[Object location annotation data]
+-------+

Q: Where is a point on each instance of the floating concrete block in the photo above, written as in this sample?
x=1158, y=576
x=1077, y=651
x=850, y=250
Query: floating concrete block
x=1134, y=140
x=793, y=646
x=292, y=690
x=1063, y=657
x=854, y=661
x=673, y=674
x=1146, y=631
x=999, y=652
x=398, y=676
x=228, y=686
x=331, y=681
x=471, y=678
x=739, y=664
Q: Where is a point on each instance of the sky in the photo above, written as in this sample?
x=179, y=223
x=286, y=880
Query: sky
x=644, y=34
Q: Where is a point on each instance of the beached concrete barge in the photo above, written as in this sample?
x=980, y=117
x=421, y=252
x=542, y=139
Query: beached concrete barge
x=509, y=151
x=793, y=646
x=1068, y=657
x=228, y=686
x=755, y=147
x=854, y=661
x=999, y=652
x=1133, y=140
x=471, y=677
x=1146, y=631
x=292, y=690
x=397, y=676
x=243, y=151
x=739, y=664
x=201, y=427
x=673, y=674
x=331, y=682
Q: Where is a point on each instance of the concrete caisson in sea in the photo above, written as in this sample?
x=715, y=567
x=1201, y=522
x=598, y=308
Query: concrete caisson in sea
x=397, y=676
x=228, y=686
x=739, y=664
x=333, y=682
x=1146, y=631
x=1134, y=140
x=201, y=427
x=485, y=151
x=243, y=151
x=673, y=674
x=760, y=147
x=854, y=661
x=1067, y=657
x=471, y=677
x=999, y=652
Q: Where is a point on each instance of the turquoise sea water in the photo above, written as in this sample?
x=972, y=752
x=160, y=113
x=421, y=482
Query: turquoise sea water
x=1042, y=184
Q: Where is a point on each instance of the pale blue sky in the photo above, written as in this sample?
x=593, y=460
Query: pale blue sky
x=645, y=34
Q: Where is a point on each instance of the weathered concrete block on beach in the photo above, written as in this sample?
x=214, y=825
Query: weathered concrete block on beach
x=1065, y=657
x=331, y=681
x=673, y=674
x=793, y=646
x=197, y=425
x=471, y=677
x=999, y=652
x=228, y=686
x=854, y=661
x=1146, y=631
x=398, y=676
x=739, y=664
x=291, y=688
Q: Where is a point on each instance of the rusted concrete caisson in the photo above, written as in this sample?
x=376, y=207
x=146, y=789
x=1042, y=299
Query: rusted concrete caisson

+-------+

Extract every entry above as it appears.

Q: Where is a point on each instance of the floating concrete block in the photo above, written as in this sample?
x=1158, y=576
x=1077, y=651
x=850, y=250
Query: floating concrete block
x=1134, y=140
x=793, y=646
x=292, y=690
x=1063, y=657
x=854, y=661
x=673, y=674
x=1146, y=631
x=999, y=652
x=398, y=676
x=228, y=686
x=331, y=681
x=471, y=678
x=739, y=664
Q: Where is a point on each instance of the sky in the photo above, written as in this sample?
x=179, y=223
x=286, y=880
Query: sky
x=644, y=34
Q: Where is a point on each instance of the beached concrete barge in the photo above, written as in this sample?
x=980, y=117
x=421, y=252
x=542, y=139
Query: beached concrete barge
x=509, y=151
x=793, y=646
x=1068, y=657
x=228, y=686
x=755, y=147
x=854, y=661
x=999, y=652
x=1133, y=140
x=471, y=677
x=1146, y=631
x=292, y=690
x=397, y=676
x=243, y=151
x=739, y=664
x=201, y=427
x=673, y=674
x=331, y=682
Q: Where is a point on each instance of the concrete caisson in sea in the photo above, written as in this sample?
x=715, y=567
x=1201, y=522
x=598, y=308
Query: concrete caisson in sea
x=397, y=676
x=228, y=686
x=739, y=664
x=333, y=682
x=1146, y=631
x=1134, y=140
x=201, y=427
x=485, y=151
x=243, y=151
x=673, y=674
x=760, y=147
x=854, y=661
x=1067, y=657
x=471, y=677
x=999, y=652
Q: Where is a point on each instance of the turquoise sea water in the photo above, written as in this sample?
x=972, y=752
x=160, y=113
x=421, y=482
Query: turquoise sea water
x=1042, y=184
Q: Where is a point on each instance of the pale blue sky in the photo above, written as in this sample?
x=593, y=460
Query: pale blue sky
x=645, y=34
Q: Where is a point on each instance of the weathered concrete block on beach in the photo above, written as in this sample?
x=214, y=825
Query: weathered concrete block on beach
x=1065, y=657
x=331, y=681
x=673, y=674
x=793, y=646
x=197, y=425
x=471, y=677
x=999, y=652
x=228, y=686
x=854, y=661
x=1146, y=631
x=398, y=676
x=739, y=664
x=291, y=688
Q: Where is a point on each instance of the rusted concrete caisson in the photo above, written as in this sample?
x=376, y=207
x=146, y=789
x=1042, y=299
Query: rusted concrete caisson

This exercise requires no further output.